Tampilkan semua baris di bawah ini yang memuat kata "grass". Perhatikan bahwa huruf besar dan huruf kecil dibedakan.

| DATA YANG TERSEDIA |
######

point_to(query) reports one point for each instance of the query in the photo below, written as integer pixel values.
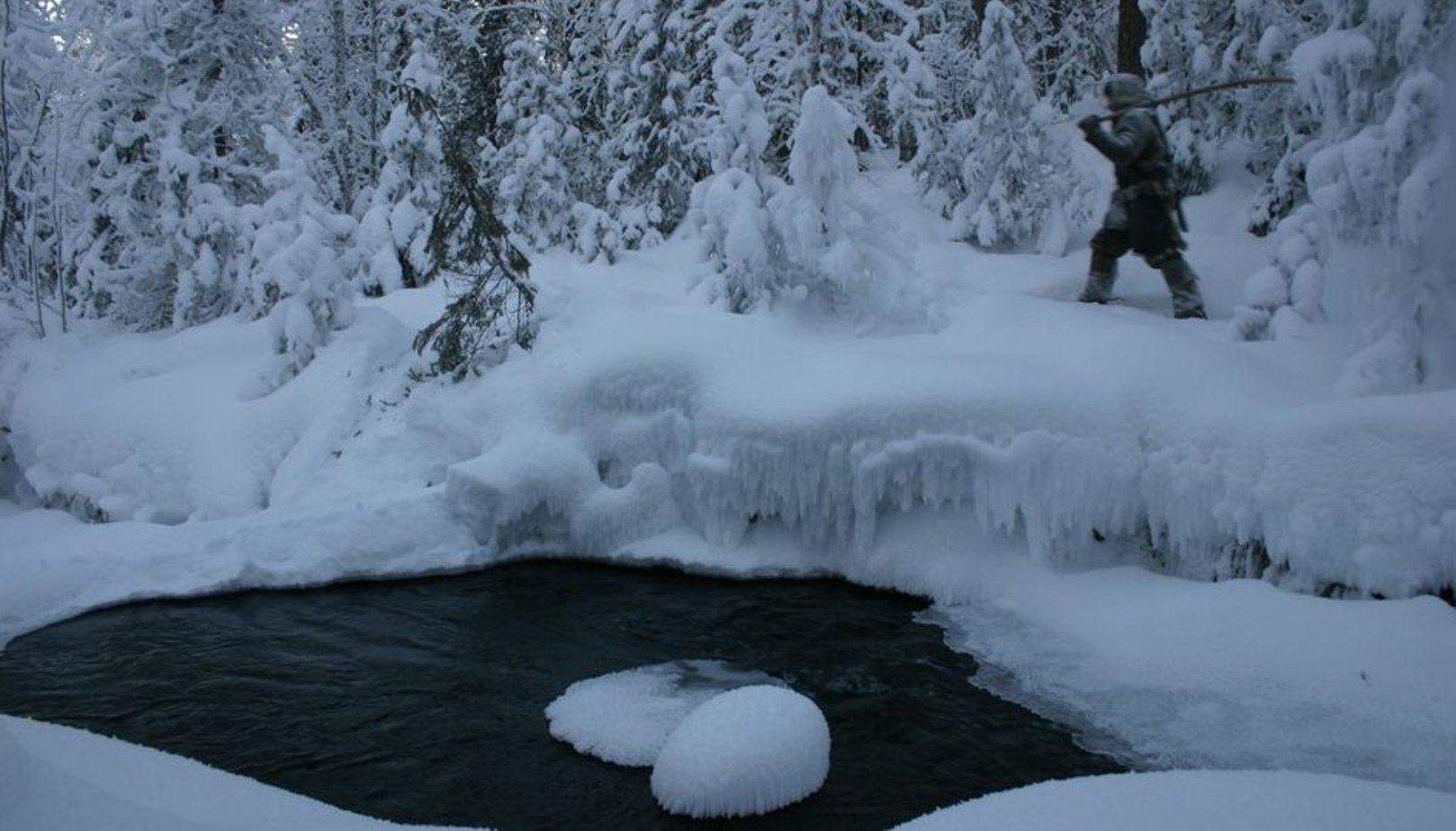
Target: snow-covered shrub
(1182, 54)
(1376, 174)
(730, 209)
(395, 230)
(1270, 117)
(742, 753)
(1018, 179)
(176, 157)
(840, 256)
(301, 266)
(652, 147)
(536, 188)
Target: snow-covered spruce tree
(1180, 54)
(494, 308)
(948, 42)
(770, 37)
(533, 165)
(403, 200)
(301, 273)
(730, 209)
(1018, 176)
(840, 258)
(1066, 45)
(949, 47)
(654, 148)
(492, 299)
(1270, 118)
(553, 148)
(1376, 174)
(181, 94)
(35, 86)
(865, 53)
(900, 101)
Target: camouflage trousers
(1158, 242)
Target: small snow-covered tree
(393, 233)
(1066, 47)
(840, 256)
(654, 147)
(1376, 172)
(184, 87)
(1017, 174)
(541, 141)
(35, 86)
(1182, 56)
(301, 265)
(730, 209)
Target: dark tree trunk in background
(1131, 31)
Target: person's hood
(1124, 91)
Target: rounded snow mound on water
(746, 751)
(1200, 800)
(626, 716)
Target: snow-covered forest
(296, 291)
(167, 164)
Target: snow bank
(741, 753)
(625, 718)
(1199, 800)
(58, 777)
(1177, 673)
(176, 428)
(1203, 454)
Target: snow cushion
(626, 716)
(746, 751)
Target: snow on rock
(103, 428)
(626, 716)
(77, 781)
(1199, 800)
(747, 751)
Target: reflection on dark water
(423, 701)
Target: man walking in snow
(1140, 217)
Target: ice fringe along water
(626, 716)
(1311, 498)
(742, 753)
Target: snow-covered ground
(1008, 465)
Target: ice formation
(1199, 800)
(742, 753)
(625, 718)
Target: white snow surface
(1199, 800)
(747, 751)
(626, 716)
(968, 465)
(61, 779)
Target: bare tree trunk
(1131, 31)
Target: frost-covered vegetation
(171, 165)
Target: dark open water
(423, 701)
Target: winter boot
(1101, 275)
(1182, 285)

######

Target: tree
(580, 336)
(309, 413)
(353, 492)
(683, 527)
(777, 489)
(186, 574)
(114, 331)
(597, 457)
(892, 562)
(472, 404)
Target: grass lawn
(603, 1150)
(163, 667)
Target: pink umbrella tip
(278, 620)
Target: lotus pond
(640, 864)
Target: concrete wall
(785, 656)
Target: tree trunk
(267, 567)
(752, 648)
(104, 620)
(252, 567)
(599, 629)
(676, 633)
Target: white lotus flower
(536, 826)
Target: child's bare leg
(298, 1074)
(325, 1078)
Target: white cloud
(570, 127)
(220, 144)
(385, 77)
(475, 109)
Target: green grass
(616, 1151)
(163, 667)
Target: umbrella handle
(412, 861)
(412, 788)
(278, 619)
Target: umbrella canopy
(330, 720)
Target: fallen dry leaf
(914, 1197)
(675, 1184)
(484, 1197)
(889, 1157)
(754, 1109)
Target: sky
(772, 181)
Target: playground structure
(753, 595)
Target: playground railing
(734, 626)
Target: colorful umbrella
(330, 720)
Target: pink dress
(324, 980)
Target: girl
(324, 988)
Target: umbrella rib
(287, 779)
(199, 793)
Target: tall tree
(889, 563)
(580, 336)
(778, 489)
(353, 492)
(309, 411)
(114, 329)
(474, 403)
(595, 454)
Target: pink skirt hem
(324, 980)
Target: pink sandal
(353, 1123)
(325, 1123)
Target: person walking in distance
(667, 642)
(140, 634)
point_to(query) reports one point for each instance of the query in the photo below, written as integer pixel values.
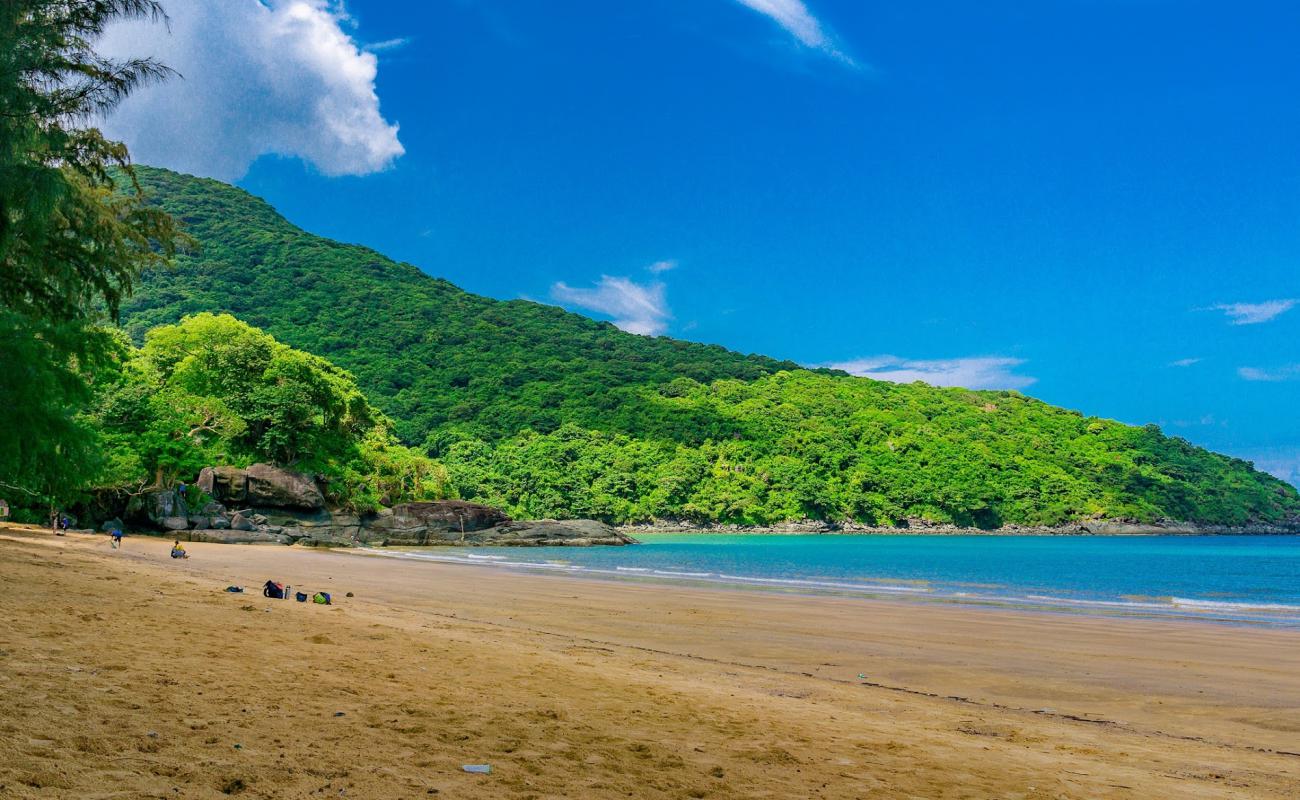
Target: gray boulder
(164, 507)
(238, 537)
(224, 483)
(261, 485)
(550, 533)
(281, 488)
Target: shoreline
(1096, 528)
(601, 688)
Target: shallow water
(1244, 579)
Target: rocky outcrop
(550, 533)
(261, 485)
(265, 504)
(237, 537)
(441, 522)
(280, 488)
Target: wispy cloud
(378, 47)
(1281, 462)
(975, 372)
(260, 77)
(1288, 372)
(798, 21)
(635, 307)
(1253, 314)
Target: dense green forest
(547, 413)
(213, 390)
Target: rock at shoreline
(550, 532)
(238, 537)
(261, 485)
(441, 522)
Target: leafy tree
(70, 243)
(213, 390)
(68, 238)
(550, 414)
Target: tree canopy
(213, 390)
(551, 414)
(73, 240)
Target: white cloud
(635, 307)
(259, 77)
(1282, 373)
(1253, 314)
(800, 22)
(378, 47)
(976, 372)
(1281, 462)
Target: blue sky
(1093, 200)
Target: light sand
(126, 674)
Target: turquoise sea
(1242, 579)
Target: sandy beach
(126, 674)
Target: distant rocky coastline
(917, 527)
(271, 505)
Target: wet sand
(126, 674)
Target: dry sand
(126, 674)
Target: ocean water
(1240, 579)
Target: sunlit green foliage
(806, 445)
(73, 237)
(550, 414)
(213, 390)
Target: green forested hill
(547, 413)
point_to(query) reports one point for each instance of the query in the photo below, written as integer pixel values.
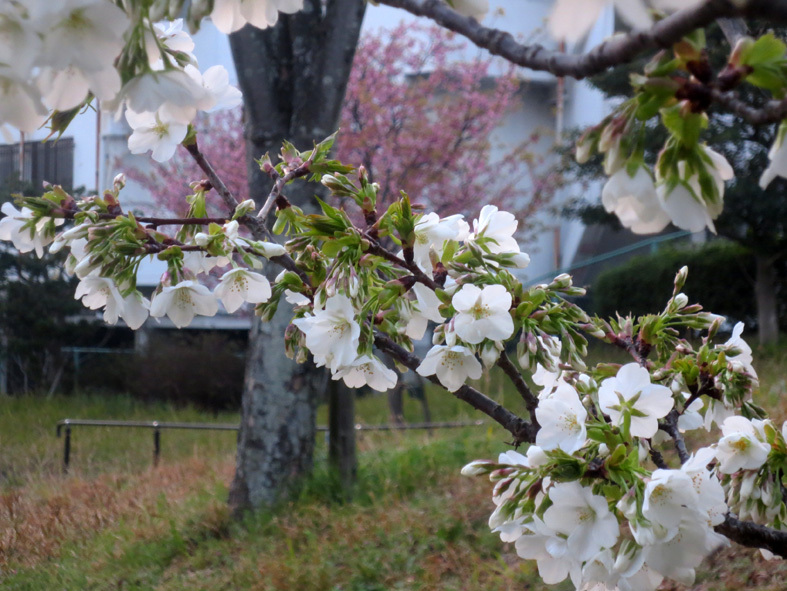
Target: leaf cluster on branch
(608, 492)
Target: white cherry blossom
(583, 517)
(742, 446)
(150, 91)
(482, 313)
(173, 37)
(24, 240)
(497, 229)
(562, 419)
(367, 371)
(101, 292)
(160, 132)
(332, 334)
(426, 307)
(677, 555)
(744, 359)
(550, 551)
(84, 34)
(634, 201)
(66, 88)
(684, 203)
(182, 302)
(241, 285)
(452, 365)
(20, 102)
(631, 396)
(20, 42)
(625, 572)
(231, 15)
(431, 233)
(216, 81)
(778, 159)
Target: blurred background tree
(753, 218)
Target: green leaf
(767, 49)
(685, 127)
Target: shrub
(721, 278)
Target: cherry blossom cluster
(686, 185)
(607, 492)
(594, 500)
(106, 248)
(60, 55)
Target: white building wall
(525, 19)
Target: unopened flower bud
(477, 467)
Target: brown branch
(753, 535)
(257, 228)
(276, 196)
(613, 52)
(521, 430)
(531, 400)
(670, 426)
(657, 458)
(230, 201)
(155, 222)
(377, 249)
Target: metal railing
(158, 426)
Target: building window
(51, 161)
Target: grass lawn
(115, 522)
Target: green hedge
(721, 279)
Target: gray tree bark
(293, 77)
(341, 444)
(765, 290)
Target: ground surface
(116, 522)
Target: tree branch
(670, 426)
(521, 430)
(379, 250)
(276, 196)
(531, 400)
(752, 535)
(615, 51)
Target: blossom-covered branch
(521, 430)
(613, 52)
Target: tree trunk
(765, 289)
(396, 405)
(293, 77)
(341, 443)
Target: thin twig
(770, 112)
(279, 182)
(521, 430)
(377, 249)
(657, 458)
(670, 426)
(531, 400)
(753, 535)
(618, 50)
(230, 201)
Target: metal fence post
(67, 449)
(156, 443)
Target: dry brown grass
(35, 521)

######

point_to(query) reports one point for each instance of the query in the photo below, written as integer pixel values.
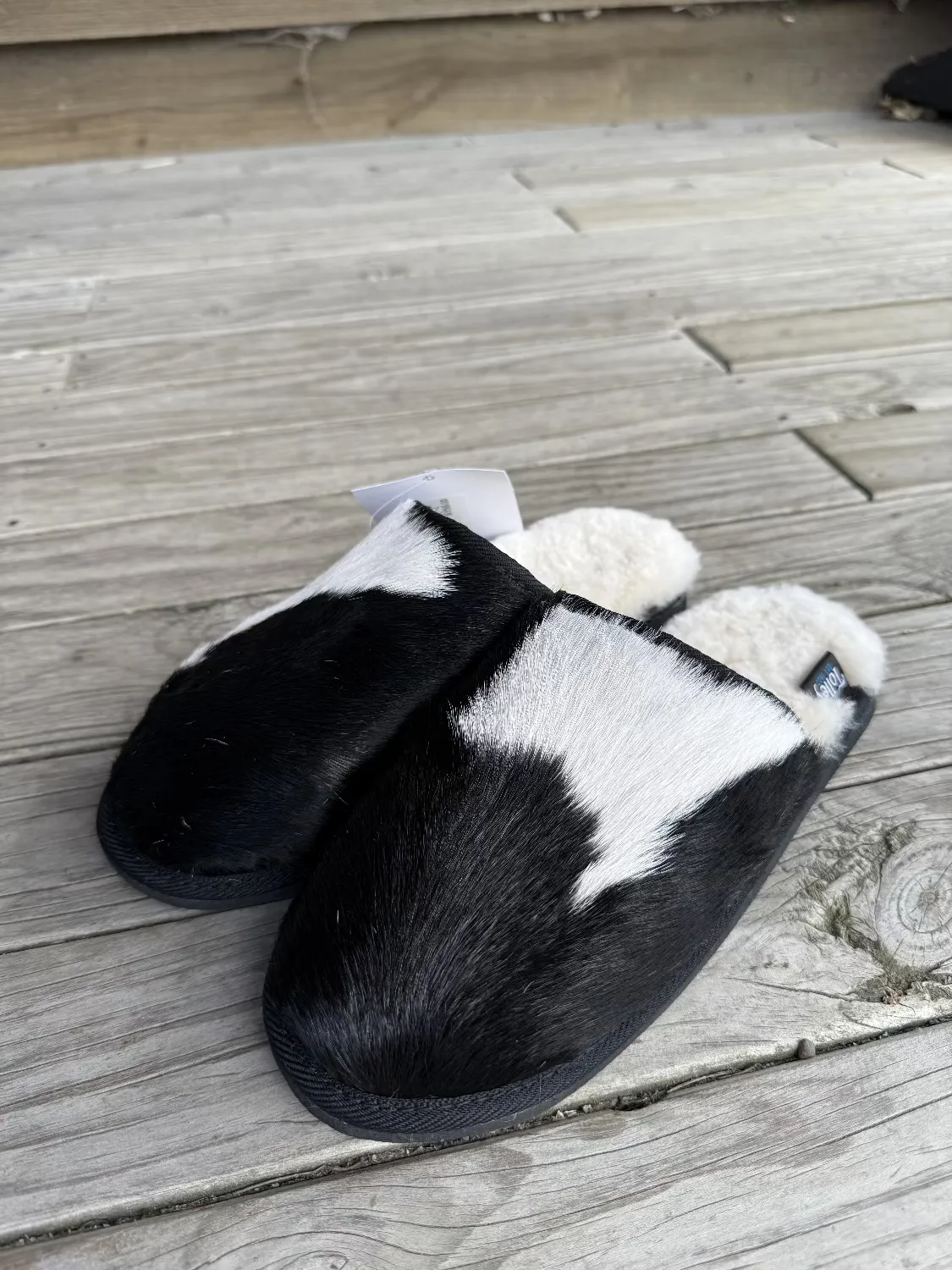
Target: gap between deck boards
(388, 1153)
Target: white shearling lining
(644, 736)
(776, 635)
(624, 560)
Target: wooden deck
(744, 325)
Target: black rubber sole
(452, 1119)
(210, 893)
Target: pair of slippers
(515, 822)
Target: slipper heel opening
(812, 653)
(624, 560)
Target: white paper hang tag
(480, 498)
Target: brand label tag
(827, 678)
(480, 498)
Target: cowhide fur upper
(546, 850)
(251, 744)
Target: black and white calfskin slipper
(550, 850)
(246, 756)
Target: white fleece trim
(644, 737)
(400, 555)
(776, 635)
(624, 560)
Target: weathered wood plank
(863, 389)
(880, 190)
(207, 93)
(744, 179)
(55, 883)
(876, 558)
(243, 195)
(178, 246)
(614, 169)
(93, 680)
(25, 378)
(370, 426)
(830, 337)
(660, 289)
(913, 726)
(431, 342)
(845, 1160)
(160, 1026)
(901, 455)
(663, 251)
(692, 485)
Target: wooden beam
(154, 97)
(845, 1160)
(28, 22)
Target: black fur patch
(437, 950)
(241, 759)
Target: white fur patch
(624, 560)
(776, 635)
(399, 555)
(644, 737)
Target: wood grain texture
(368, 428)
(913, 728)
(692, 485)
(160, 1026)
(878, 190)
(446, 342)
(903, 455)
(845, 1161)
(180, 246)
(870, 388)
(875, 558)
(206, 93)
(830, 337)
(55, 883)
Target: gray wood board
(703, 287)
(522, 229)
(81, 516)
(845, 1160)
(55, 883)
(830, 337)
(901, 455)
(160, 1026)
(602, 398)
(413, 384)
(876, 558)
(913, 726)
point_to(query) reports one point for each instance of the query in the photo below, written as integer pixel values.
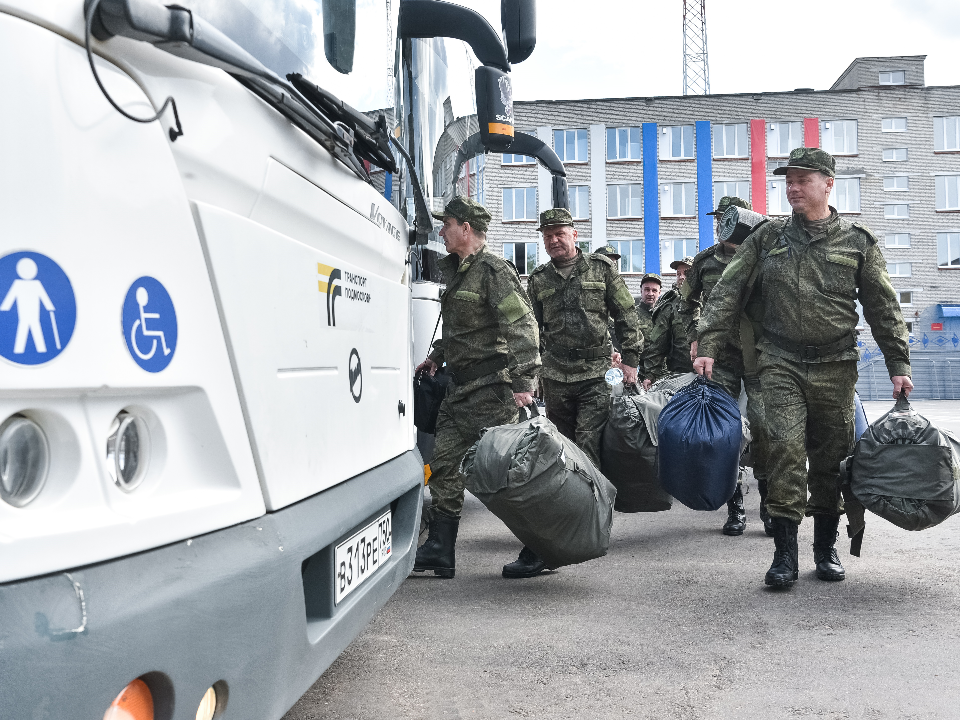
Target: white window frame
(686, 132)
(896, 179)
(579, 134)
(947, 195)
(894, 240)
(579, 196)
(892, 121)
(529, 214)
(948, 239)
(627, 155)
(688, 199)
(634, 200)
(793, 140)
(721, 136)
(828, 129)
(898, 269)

######

| JAWABAN |
Target: grass lawn
Target: green grass
Target: grass lawn
Target: dry brown grass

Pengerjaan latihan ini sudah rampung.